# [Direction]
Pick out and copy every line in the records below that contains the string "Target". Matching is case-sensitive.

# [Supplied records]
===

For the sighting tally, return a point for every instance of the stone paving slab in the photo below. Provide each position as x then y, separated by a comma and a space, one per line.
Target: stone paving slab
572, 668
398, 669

===

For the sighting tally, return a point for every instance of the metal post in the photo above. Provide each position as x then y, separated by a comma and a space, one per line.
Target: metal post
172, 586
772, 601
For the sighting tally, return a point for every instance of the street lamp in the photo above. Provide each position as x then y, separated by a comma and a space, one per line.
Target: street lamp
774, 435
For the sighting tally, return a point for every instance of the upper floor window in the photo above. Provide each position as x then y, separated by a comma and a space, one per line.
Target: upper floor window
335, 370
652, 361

===

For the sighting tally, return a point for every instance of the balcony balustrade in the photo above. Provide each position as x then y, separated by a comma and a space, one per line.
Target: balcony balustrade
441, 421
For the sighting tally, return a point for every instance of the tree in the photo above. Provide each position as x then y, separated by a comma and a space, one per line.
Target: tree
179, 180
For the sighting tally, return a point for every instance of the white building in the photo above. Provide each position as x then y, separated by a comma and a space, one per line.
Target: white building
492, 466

===

# [Response]
Target: stone paving slab
Target: metal post
Target: street lamp
Target: upper floor window
Target: balcony balustrade
Target: tree
Target: white building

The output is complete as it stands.